ACTIVITY » Continue the commentary on the Conservative Party's poll slump from its last sentence.

EXCERPT »
The combination of an unpopular Budget, the cash for access row and the fuel fiasco has struck all three pillars, leading to a significant drop in both the Conservative Party's poll ratings and in approval for Cameron's leadership.

Strategists in Conservative HQ will pray those poll numbers turn out to be temporary, but this does not feel like something that can be shrugged off. The wiser heads will surely concede how much has been self-inflicted - a build-up of corrective clever wheezes that ended up making the situation much worse.

The Budget's combination of abolishing the 50p top rate of tax at the same time as taxing pensioners more was never going to go down well. But the 'granny tax' got particular traction because it was the only major surprise left in the most leaked Budget in history. That sense of unfairness weakened the public's faith in pillar number one: the Government's direction.

[Dataset excerpts]

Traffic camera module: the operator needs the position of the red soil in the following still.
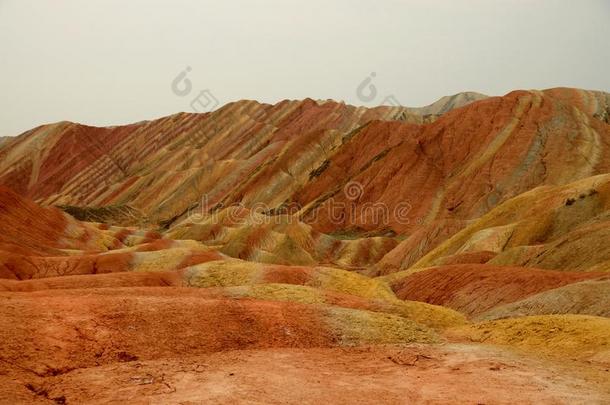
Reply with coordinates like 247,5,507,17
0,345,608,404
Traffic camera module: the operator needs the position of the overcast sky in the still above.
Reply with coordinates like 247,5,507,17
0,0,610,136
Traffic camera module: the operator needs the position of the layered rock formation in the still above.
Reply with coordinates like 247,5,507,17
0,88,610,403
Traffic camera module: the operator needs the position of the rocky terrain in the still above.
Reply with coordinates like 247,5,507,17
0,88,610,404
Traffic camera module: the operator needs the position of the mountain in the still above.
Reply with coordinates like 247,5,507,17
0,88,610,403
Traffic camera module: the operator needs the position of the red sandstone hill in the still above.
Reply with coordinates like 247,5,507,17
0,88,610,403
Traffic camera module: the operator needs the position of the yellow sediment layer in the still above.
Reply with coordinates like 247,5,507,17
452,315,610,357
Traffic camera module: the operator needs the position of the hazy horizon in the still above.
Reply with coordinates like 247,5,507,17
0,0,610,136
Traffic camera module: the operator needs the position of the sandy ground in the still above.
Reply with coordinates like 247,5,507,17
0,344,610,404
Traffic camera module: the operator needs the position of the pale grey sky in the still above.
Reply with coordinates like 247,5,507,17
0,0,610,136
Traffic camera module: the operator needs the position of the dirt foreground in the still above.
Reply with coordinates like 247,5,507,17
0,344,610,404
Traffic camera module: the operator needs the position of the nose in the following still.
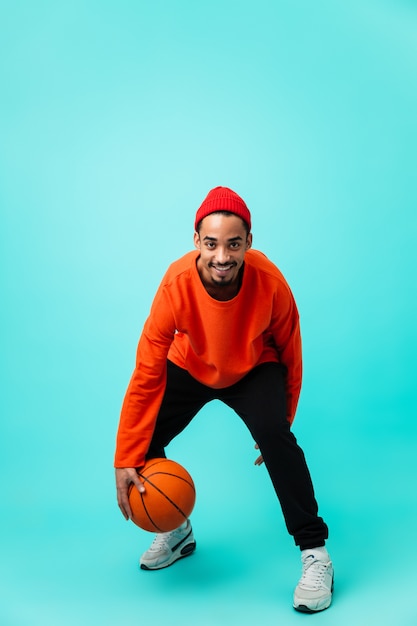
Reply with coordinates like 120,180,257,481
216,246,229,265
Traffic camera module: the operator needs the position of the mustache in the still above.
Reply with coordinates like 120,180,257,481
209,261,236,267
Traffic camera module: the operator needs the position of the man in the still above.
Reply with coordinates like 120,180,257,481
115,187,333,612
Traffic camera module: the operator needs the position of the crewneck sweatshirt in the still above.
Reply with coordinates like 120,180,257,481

--

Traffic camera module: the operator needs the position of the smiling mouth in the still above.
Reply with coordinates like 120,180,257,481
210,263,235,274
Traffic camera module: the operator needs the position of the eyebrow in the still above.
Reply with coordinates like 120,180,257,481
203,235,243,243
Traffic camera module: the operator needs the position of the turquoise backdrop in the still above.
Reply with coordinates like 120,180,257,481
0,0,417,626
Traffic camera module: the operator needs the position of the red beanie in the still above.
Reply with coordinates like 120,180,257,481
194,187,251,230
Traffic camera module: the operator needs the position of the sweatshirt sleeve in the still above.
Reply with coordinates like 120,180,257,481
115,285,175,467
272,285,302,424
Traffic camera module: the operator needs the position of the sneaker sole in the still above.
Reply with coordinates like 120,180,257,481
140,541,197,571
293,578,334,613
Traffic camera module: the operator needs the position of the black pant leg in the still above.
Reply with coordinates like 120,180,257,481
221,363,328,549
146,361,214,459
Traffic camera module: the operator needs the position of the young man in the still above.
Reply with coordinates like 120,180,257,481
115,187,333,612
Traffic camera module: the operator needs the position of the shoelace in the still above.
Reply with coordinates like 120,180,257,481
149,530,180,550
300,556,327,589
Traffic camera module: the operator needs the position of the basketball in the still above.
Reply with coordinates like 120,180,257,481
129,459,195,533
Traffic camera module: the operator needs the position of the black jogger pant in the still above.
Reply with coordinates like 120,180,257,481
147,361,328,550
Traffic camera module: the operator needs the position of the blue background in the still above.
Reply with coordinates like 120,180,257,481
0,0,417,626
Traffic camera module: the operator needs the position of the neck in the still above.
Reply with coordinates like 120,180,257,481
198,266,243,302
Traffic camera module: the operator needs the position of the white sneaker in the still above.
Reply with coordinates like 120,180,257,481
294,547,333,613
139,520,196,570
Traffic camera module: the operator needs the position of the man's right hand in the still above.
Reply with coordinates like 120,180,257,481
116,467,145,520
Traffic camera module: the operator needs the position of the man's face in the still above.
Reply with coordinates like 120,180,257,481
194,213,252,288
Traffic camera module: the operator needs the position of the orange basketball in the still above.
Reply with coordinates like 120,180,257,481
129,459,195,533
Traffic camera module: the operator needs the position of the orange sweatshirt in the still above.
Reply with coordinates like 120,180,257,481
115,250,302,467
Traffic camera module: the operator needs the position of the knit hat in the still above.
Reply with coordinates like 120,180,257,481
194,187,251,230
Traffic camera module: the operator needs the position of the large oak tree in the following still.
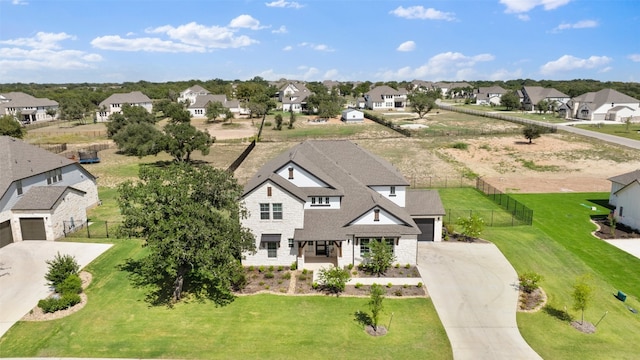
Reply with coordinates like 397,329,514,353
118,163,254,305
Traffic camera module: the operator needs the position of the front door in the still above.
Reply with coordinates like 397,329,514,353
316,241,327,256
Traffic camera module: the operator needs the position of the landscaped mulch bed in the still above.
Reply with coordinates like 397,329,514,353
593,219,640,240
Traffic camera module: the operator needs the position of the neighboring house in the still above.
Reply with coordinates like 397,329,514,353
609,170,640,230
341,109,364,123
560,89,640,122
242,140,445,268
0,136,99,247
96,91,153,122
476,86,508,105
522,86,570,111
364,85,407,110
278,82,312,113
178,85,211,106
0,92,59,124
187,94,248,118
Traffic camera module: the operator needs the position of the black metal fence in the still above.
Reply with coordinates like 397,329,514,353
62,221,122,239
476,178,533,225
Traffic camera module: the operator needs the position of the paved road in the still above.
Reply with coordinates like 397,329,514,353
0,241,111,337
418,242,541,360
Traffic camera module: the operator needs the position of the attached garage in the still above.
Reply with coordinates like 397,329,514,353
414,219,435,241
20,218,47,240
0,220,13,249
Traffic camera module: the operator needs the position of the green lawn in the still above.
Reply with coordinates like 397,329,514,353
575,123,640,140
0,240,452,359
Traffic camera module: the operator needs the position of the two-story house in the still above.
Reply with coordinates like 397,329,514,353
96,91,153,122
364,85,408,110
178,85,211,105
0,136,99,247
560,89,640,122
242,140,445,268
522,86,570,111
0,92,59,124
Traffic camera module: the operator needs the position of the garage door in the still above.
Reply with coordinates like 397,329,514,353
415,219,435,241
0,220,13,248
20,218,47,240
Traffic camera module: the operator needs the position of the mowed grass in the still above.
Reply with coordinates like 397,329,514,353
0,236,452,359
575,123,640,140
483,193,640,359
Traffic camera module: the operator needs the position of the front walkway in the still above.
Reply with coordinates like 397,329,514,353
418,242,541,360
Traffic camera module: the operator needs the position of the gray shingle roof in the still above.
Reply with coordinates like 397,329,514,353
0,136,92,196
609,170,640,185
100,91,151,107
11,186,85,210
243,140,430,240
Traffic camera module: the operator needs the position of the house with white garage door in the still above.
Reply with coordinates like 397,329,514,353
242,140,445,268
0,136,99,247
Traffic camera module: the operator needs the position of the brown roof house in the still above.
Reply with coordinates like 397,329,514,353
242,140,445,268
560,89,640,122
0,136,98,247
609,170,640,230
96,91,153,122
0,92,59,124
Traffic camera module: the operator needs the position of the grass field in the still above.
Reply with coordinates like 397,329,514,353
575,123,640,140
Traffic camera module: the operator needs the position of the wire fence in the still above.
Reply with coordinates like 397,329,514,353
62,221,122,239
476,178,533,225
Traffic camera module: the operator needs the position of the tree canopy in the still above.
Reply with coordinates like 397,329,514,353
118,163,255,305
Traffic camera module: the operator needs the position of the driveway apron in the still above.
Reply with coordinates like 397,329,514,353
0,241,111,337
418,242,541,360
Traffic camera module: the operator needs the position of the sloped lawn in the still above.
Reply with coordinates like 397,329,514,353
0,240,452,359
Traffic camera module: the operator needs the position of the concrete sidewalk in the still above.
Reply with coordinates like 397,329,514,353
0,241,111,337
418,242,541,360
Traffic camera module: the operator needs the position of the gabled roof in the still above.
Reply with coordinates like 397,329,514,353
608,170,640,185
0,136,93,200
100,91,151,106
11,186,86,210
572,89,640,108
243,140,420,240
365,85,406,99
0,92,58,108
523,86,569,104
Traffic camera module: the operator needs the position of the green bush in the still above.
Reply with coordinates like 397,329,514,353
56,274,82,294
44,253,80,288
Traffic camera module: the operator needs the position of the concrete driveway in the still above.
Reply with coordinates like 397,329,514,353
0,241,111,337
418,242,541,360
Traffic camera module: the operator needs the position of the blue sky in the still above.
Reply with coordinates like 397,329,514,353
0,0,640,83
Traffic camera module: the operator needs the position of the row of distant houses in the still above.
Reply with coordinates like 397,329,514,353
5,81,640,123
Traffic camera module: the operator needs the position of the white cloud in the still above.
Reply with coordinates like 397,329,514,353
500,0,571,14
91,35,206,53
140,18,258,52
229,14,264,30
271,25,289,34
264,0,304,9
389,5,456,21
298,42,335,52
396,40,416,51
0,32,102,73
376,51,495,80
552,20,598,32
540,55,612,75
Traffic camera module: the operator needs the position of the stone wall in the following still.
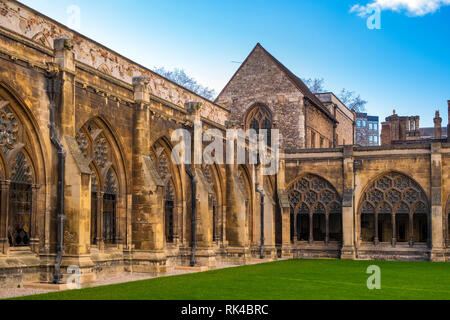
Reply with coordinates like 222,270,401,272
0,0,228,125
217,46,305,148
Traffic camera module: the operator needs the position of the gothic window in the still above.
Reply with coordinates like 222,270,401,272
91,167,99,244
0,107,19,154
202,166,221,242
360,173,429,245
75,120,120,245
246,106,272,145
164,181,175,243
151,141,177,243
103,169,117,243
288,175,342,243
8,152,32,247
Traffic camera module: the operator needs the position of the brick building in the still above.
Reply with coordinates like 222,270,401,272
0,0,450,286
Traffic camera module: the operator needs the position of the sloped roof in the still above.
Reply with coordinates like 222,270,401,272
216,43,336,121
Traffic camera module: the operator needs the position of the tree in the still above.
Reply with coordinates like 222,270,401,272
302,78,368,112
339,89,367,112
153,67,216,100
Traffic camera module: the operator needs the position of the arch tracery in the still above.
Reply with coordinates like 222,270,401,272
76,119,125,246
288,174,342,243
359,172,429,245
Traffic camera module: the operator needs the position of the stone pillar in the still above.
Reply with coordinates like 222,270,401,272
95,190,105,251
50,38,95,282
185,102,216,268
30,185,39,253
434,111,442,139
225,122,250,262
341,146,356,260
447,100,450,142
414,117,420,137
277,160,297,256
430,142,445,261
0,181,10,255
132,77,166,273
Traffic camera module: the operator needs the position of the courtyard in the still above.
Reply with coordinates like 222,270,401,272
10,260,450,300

TASK ANSWER »
The Budget atmosphere of favouring the richest at the expense of the majority made the revelations about the Downing Street dinners for donors particularly toxic. But to distract attention from questions about pillar number two - integrity - the Government may have ended up doing lasting damage to the most important pillar of all: competence.

The abiding sense that the problems at the fuel pump are the fault of bungling or political manoeuvring is truly awful for ministers.

Cameron's people may point to Labour's by-election loss as a reason to stay cheerful. But if the centre doesn't grasp the depth of the hole it is in, I suspect dismayed Tory MPs will soon be calling for wholesale changes of personnel in Number 10.

John Woodcock is Labour MP for Barrow and Furness, and a former spokesman for ex-prime minister Gordon Brown.